• Required task
Render every line of the items below as a JSON list of strings, one string per line, with blank lines omitted and the pictures left out.

(Entries drawn from a collection)
— begin —

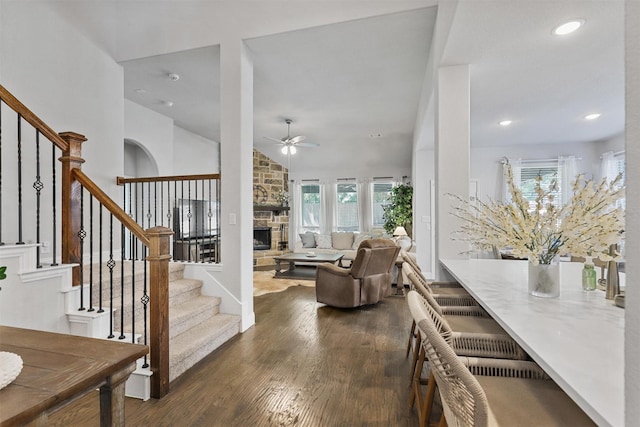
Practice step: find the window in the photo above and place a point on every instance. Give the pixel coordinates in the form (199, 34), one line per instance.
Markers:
(347, 207)
(526, 182)
(310, 207)
(380, 193)
(620, 168)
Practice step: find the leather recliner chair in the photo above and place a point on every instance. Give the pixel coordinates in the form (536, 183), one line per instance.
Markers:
(367, 281)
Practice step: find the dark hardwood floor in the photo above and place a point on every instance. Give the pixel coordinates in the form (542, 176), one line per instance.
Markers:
(302, 364)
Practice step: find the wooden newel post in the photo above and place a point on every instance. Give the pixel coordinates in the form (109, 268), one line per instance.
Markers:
(71, 192)
(159, 308)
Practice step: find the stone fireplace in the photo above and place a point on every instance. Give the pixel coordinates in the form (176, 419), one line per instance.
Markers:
(261, 238)
(269, 216)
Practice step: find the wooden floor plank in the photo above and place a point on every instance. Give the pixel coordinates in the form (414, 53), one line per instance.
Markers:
(302, 364)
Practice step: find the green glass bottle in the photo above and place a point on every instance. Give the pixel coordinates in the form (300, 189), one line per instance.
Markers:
(588, 277)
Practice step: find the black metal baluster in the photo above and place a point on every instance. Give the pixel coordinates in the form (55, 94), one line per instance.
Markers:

— end —

• Written solution
[
  "Practice step: find the window in the photo above and place a point on every instance. Give the pixel coordinates in the form (199, 34), one line per instance.",
  "Markers:",
  "(347, 207)",
  "(526, 182)",
  "(310, 207)",
  "(380, 193)",
  "(620, 168)",
  "Practice step: find the leather recliner chair in the photo above and place a point on every instance. Give the pixel coordinates in the form (536, 183), one line per instance.",
  "Markers:",
  "(367, 281)",
  "Practice step: find the dark hardwood floor in the photo above and place a point on every instance. Give the pixel coordinates in the form (542, 176), one line per instance.",
  "Markers:",
  "(302, 364)",
  "Practice step: find the wooden newel post in the photo above and place a point on every instance. Give the pixel coordinates in the form (109, 268), one line per instance.",
  "Markers:",
  "(71, 192)",
  "(159, 308)",
  "Practice step: find the stone fireplace in the photo above and place a point on every instance. Give the pixel coordinates in the form (176, 419), one line per instance.",
  "Markers:",
  "(261, 238)",
  "(269, 216)",
  "Practice step: find the wooden floor plank in the photo above and place a point on every instance. Give the pixel coordinates in the form (414, 53), one line per instance.",
  "Markers:",
  "(302, 364)",
  "Practice step: find the green glass bottle in the photo above and place a point on every instance. Give the pixel coordinates in the form (300, 189), one line per instance.",
  "Markers:",
  "(588, 277)",
  "Practice step: find the black metal baluster in the photo above and place a point on every instance. Give the pixel coordinates in the form (55, 94), one line per instance.",
  "Markers:"
]